╔══

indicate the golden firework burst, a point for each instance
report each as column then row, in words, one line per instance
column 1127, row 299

╚══
╔══

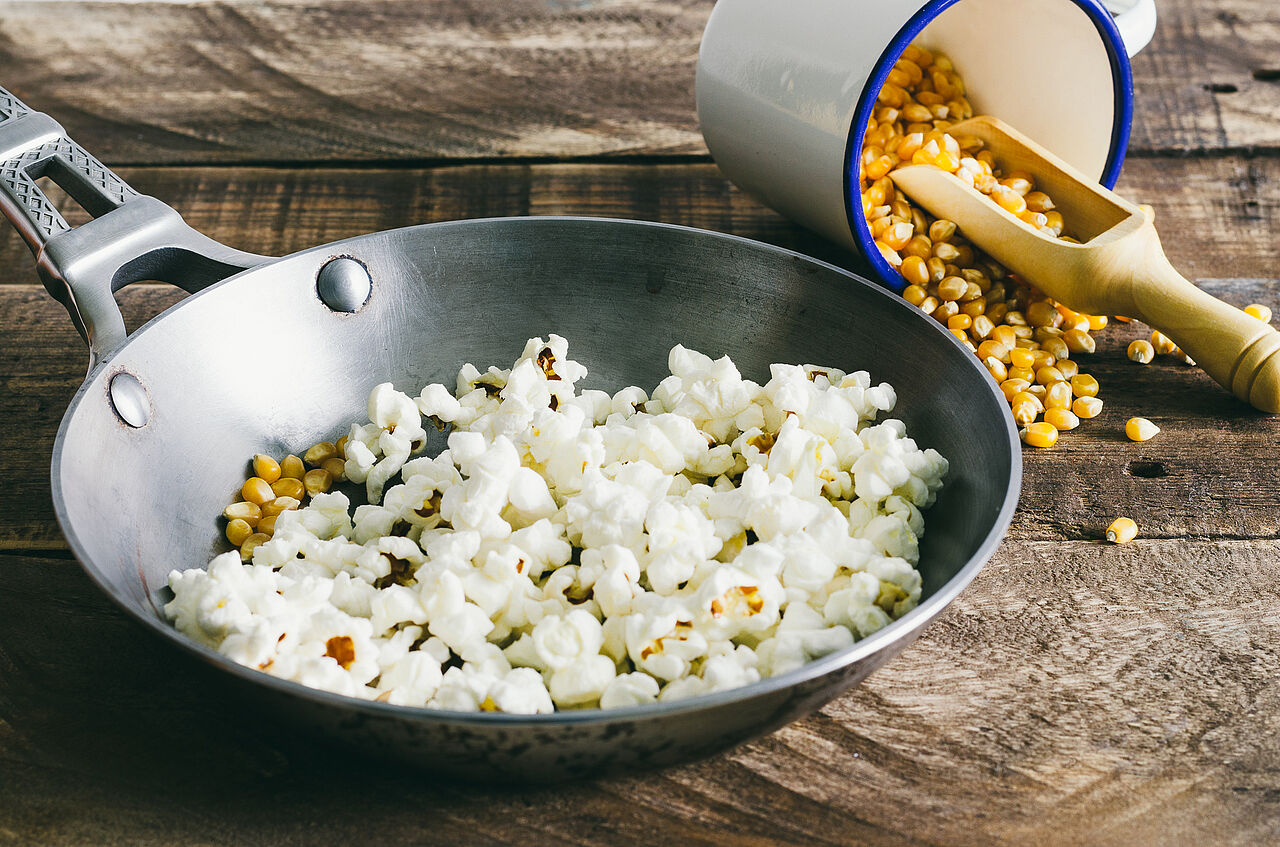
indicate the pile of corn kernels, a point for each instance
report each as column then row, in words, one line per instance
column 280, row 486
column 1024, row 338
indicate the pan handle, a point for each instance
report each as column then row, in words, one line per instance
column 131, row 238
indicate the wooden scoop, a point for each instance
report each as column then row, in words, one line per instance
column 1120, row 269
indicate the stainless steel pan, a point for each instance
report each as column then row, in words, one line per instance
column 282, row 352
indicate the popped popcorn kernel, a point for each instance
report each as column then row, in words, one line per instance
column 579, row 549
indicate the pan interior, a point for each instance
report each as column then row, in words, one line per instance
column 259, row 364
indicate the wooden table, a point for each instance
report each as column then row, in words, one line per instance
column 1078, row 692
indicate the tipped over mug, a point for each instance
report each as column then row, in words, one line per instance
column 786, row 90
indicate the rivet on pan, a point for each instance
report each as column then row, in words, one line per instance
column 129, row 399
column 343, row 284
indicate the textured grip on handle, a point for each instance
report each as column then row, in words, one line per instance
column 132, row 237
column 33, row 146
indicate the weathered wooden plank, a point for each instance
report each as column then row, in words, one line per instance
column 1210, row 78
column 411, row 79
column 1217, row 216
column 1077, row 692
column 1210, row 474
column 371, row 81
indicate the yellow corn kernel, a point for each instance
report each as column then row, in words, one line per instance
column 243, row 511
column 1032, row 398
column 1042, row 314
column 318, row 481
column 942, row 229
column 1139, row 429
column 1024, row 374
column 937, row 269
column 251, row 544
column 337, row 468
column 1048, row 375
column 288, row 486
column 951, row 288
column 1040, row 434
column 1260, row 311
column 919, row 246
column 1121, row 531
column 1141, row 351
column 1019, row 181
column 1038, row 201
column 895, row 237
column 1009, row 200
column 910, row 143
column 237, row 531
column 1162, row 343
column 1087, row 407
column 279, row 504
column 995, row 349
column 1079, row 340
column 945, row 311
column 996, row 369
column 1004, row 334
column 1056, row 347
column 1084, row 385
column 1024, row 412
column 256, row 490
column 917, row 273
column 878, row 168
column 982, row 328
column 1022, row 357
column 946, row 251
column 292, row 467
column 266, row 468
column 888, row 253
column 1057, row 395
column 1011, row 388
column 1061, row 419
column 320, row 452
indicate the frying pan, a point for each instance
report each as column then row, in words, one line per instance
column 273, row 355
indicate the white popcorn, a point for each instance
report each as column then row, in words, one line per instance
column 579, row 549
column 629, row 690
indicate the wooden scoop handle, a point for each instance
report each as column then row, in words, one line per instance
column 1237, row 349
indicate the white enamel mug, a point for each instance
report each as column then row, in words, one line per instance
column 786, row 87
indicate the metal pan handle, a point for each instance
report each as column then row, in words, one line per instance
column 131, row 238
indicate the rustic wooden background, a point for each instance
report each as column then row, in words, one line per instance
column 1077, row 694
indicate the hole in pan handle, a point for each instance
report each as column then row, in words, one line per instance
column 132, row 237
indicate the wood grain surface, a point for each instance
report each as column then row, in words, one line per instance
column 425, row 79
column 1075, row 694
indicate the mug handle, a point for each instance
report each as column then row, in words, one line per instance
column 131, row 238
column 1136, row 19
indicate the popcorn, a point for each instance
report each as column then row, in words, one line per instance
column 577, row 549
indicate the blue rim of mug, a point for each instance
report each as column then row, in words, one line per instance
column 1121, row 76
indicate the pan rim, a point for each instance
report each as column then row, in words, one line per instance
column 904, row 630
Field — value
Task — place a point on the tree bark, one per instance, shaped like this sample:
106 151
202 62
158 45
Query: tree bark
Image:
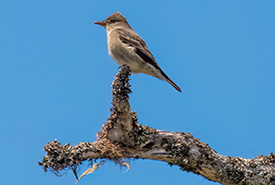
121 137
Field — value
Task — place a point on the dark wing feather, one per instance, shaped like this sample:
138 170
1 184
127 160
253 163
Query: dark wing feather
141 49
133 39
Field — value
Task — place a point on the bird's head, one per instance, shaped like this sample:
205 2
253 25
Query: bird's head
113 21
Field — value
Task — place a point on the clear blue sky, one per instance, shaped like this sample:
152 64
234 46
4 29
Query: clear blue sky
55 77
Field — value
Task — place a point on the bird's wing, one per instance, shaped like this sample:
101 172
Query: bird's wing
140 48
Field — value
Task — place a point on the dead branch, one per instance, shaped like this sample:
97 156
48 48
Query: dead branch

╚══
╔══

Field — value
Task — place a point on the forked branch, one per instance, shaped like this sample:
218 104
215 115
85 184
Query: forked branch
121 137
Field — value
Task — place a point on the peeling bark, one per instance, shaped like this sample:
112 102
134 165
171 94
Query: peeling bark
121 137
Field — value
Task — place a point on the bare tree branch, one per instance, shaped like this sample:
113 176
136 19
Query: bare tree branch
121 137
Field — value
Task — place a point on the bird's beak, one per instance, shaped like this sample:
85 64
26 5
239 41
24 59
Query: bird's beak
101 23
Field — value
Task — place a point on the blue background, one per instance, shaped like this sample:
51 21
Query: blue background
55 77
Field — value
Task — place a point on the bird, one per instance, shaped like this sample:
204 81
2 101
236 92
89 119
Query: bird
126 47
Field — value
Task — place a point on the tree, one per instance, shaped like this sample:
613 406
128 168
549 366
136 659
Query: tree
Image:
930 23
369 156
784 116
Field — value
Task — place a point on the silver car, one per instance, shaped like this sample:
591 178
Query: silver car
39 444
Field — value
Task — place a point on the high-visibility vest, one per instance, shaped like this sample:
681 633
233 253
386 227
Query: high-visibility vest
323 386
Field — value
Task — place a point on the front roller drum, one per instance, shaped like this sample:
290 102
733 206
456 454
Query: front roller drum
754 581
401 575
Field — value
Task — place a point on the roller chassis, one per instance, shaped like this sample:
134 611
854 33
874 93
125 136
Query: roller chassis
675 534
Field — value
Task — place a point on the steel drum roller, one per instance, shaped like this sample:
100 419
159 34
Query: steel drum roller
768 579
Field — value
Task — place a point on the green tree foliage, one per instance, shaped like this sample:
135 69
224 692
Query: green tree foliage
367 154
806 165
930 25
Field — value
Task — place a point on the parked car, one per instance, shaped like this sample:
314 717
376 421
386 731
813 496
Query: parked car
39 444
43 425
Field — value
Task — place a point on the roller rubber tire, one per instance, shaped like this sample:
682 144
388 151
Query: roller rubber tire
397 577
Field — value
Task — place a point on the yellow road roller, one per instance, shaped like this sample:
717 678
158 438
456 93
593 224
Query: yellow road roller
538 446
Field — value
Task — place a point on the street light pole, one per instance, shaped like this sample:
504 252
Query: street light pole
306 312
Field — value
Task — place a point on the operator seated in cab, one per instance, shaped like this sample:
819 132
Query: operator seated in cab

╚══

■ **What the task asks**
Rewrite the lines from the one containing "indicate the mug" down to the one containing "Query: dead branch", putting "occurrence" wherever "instance" appears and leaving everything else unchanged. Omit the pictures from your answer.

■ **Output of the task**
indicate the mug handle, a point for each occurrence
report each as column then row, in words, one line per occurrence
column 131, row 238
column 1136, row 19
indicate the popcorn, a point for each occurrence
report each as column then row, in words, one line per occurrence
column 577, row 549
indicate the blue rim of mug, a point for each occurrence
report each as column then row, in words, one line per occurrence
column 1121, row 76
indicate the pan rim, a point for each occurrence
report each as column then row, in words, one line per occurrence
column 904, row 630
Field — value
Task — place a point on the tree bark, one per occurrence, shaped like this sample:
106 151
202 62
158 45
Query: tree bark
Image:
121 137
Field — value
Task — place a point on the dark wing feather, one per occurrence, shaped like this sample:
138 170
1 184
127 160
253 163
Query: dark wing feather
141 49
133 39
Field — value
Task — place a point on the bird's head, one per occurrence, shaped like this sample:
205 2
253 25
Query: bird's head
113 21
Field — value
Task — place a point on the clear blue sky, one per occurrence, shaped like this sample:
152 64
234 46
4 29
Query: clear blue sky
55 77
Field — value
Task — place a point on the bird's wing, one per occurrence, shaped like this sample:
101 172
Query: bird's wing
140 48
Field — value
Task — place a point on the dead branch, one per occurrence, shaped like this sample:
97 156
48 48
Query: dead branch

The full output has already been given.